Begin INPUT ROWS

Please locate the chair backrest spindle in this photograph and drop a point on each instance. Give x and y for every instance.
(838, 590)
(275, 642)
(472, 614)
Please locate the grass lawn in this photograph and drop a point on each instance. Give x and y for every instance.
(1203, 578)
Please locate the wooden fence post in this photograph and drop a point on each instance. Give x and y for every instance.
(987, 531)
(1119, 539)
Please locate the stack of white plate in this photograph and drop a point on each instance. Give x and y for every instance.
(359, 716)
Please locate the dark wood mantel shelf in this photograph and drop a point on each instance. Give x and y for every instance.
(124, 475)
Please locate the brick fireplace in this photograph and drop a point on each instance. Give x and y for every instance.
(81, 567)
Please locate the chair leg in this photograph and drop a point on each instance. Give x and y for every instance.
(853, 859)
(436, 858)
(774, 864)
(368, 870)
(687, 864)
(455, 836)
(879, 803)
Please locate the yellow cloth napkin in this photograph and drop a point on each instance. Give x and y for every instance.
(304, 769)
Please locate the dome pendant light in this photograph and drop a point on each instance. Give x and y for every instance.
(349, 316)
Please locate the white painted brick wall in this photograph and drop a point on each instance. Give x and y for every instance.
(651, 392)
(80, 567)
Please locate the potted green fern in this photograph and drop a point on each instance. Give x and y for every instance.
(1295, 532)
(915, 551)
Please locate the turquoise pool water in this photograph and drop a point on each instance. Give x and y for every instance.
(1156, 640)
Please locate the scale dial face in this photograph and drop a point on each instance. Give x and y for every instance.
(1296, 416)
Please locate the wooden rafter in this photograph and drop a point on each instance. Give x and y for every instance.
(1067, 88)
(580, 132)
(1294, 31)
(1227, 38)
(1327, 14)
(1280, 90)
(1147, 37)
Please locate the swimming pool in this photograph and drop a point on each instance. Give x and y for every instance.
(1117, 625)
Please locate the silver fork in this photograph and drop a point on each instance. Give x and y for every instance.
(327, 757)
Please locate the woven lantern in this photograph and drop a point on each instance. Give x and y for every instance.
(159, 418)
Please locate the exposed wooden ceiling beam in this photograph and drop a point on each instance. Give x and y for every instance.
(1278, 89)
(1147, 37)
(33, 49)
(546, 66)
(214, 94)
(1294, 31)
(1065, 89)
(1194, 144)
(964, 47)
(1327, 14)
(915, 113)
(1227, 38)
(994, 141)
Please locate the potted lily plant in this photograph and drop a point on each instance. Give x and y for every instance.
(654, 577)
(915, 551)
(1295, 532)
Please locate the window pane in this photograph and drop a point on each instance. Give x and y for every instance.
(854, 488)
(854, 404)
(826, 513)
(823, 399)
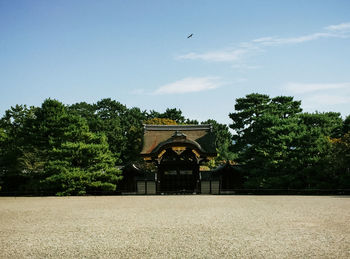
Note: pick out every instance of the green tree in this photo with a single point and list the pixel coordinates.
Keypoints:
(223, 143)
(79, 161)
(280, 146)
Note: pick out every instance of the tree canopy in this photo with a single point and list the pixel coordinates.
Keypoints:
(75, 149)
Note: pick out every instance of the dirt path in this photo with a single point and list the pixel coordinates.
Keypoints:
(175, 226)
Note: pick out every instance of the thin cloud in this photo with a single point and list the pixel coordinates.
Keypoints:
(326, 99)
(189, 85)
(332, 31)
(217, 56)
(341, 30)
(302, 88)
(274, 41)
(339, 27)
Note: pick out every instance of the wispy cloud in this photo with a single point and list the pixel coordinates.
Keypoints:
(274, 41)
(342, 27)
(244, 49)
(326, 99)
(189, 85)
(341, 30)
(217, 56)
(301, 88)
(318, 96)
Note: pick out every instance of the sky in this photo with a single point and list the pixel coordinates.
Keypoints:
(138, 53)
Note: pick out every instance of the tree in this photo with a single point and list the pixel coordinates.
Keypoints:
(172, 114)
(223, 143)
(80, 161)
(279, 145)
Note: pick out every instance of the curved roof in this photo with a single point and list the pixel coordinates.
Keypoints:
(158, 137)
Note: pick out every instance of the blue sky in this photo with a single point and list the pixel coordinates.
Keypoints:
(137, 53)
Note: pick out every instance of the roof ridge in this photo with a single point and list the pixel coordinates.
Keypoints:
(178, 127)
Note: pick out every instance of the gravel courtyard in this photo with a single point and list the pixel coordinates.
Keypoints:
(175, 227)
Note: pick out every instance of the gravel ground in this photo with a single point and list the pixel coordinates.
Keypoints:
(181, 226)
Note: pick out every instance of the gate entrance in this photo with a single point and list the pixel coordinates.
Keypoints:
(178, 173)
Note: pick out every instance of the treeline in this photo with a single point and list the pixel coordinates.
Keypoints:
(281, 147)
(76, 149)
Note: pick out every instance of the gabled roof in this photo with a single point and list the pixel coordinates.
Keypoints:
(200, 137)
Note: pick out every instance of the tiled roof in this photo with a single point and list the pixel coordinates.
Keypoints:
(199, 136)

End INPUT ROWS

Render every line of the listing above as a JSON list of strings, one string per line, skipping blank lines. Leave any pictures out of your answer.

[
  "Please locate the chair backrest spindle in this photograph and drop a point on each instance. Give x and y for every instance.",
  "(838, 590)",
  "(275, 642)",
  "(472, 614)",
  "Please locate the grass lawn in this photograph and drop a point on each instance. Give x and y for every instance.",
  "(1203, 578)",
  "Please locate the wooden fence post in this photograph and drop a point on each instance. Give x and y for every instance.",
  "(987, 531)",
  "(1119, 539)",
  "Please locate the stack of white plate in this photograph and drop a point on each instance. Give x and y for every instance.",
  "(359, 716)",
  "Please locate the dark wood mantel shelf in this photograph and drop a point on each instance. Give x and y for every instance.",
  "(124, 475)",
  "Please locate the brick fireplace in this photograph and drop a point on each instance. Give x and y for every instance.",
  "(81, 567)",
  "Please locate the chair leg in this photograph and drop a point on each instance. Give x and y for every instance.",
  "(853, 859)",
  "(436, 858)",
  "(774, 864)",
  "(368, 870)",
  "(687, 864)",
  "(455, 836)",
  "(879, 803)",
  "Please locate the yellow cloth napkin in this photograph and drop a point on each instance. Give x and y for every instance.",
  "(304, 769)",
  "Please locate the dome pendant light in this photograph and drop a point on each instance. Give x and y for every instance.",
  "(349, 316)",
  "Please locate the white painted brick wall in this photograph and drop a point on each instance. Give x and y for every instance.",
  "(651, 392)",
  "(80, 567)",
  "Please locate the potted green fern in this photograph and drop a point on each instance. Give x and y for every instance.",
  "(1295, 532)",
  "(915, 551)",
  "Please locate the turquoise pool water in this photograph and drop a point on each instance. Give x and y for every instance.",
  "(1156, 640)",
  "Please locate the scale dial face in this photograph and drop a point on each instance. Give x and y for every instance.",
  "(1296, 416)",
  "Please locate the wooden rafter in this photograph and drop a point on each instance. Give x and y for every instance.",
  "(1067, 88)",
  "(580, 132)",
  "(1294, 31)",
  "(1227, 38)",
  "(1327, 14)",
  "(1280, 90)",
  "(1147, 37)",
  "Please locate the swimming pool in this photograph and drop a point on each instance. Give x and y for every instance.",
  "(1117, 625)",
  "Please locate the silver fork in this photograph and drop a point on each instance. Give x and y for every instance.",
  "(327, 757)",
  "Please locate the woven lantern in this photograph and drop a point on each instance. Give x and y for every instance.",
  "(159, 418)",
  "Please locate the exposed wooden ceiling beam in this photograph and drop a point on each instance. Give x and y for every instance.",
  "(1278, 89)",
  "(1147, 37)",
  "(33, 49)",
  "(546, 66)",
  "(214, 94)",
  "(1294, 31)",
  "(1065, 89)",
  "(1194, 144)",
  "(964, 47)",
  "(1327, 14)",
  "(915, 113)",
  "(1227, 38)",
  "(994, 141)",
  "Please locate the potted lily plant in this photograph and drop a point on each instance. Give x and y for every instance.",
  "(654, 577)",
  "(915, 551)",
  "(1295, 532)",
  "Please locate the window pane in this photograph and drop a point on each instance. Give x and y for every instance.",
  "(854, 488)",
  "(854, 404)",
  "(826, 513)",
  "(823, 399)",
  "Note: pick out every instance of the green tree in this photo with a single point and list the pixel coordinates.",
  "Keypoints:",
  "(223, 143)",
  "(79, 161)",
  "(280, 146)",
  "Note: pick out every instance of the tree canopy in this photo with a single point and list the pixel coordinates.",
  "Keypoints:",
  "(75, 149)",
  "Note: pick out every instance of the dirt path in this photo with a single point and list the pixel coordinates.",
  "Keypoints:",
  "(175, 226)",
  "Note: pick out every instance of the thin cloud in this photo with a single point and list the pixel coordinates.",
  "Keypoints:",
  "(326, 99)",
  "(189, 85)",
  "(332, 31)",
  "(217, 56)",
  "(341, 30)",
  "(302, 88)",
  "(274, 41)",
  "(339, 27)",
  "Note: pick out every instance of the wispy cloud in this photo with a single point and list the pixel coordinates.",
  "Keypoints:",
  "(274, 41)",
  "(342, 27)",
  "(244, 49)",
  "(326, 99)",
  "(189, 85)",
  "(341, 30)",
  "(217, 56)",
  "(301, 88)",
  "(318, 96)",
  "Note: pick out every instance of the sky in this photo with a single point and list the pixel coordinates.",
  "Keypoints:",
  "(138, 53)",
  "Note: pick out every instance of the tree in this photo with a single point and list the pixel coordinates.",
  "Keypoints:",
  "(172, 114)",
  "(223, 143)",
  "(80, 161)",
  "(279, 145)",
  "Note: pick out every instance of the curved roof in this photo with a single point and list the pixel coordinates.",
  "Keypoints:",
  "(158, 137)",
  "Note: pick out every instance of the blue sky in this photo with a single point and list the pixel coordinates.",
  "Keypoints:",
  "(137, 53)",
  "Note: pick out every instance of the roof ridge in this photo with a single point and list the pixel coordinates.",
  "Keypoints:",
  "(178, 127)",
  "Note: pick out every instance of the gravel courtyard in this photo with a single point and list the pixel coordinates.",
  "Keypoints:",
  "(175, 227)",
  "Note: pick out every instance of the gravel ground in this photo with a single point and list the pixel coordinates.",
  "Keypoints:",
  "(181, 226)",
  "Note: pick out every instance of the gate entrance in this photo with a single point and list the pixel coordinates.",
  "Keypoints:",
  "(178, 173)",
  "Note: pick out every instance of the treeline in this photo with a single point and list the pixel coordinates.",
  "Keypoints:",
  "(281, 147)",
  "(76, 149)",
  "Note: pick out every instance of the gabled roof in this photo with a single point and list the pixel coordinates.",
  "Keypoints:",
  "(200, 137)",
  "Note: pick out every instance of the tiled roof in this photo with a single point and list the pixel coordinates.",
  "Keypoints:",
  "(199, 136)"
]